# Problem to work on
In the data that follows, find the line containing "If you could point at the dumpster wheel"; then quote that line and every line after it, exactly, through the last one.

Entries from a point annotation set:
◆ ◆ ◆ ◆ ◆ ◆ ◆
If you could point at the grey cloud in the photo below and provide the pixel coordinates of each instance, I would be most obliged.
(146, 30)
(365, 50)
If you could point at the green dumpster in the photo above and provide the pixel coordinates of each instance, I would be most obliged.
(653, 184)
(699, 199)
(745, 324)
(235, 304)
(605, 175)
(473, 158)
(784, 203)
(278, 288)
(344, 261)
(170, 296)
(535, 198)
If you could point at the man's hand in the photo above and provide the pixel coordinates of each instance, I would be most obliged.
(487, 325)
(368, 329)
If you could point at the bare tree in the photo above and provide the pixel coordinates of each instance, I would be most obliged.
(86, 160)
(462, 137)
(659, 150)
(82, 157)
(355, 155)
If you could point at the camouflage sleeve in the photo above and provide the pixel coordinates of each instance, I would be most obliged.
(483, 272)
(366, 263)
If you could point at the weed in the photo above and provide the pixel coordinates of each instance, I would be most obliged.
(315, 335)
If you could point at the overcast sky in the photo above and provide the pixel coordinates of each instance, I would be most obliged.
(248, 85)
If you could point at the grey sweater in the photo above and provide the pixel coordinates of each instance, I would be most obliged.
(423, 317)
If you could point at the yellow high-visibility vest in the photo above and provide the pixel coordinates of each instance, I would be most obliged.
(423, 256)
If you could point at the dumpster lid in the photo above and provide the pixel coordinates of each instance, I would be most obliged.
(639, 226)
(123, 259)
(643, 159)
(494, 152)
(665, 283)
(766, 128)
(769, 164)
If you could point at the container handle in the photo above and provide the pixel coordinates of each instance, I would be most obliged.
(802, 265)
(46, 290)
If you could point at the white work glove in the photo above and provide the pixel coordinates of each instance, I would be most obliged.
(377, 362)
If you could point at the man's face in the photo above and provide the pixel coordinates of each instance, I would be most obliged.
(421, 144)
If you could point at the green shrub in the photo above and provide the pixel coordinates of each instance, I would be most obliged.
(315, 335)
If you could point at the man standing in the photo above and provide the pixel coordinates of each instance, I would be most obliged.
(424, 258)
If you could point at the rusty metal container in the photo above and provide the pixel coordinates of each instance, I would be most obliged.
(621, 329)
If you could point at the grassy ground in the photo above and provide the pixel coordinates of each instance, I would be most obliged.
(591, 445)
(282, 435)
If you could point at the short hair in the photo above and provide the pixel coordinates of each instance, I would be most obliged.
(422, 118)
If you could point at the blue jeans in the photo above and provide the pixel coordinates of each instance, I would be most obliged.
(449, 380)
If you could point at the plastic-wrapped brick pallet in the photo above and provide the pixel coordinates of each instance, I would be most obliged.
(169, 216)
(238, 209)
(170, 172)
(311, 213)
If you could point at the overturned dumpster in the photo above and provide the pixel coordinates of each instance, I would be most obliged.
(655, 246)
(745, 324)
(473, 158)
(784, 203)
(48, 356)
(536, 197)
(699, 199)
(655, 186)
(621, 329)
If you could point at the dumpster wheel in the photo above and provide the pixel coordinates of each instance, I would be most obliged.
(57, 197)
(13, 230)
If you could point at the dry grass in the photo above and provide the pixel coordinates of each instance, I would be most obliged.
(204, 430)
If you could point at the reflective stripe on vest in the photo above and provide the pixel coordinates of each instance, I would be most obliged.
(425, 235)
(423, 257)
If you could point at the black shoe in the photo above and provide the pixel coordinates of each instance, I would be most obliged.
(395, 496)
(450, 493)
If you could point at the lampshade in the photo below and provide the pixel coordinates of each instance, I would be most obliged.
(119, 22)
◆ ◆ ◆ ◆ ◆ ◆ ◆
# Solution to this problem
If you could point at the dumpster wheel in the photo above and provide the pixel coordinates of each instance, I would be most obliged.
(57, 197)
(13, 230)
If you could point at the dry grass in the photo above and provide the pixel coordinates of each instance, I would be most obliged.
(204, 430)
If you could point at the reflective stripe on vest in the photo above and provide the pixel coordinates of each instance, I would be most obliged.
(425, 235)
(423, 257)
If you could point at the black shoe in the photo above and provide the pixel coordinates of each instance, I would be most obliged.
(395, 496)
(450, 493)
If you could point at the lampshade in the photo below and provide the pixel coordinates of each instance, I would be most obliged.
(119, 22)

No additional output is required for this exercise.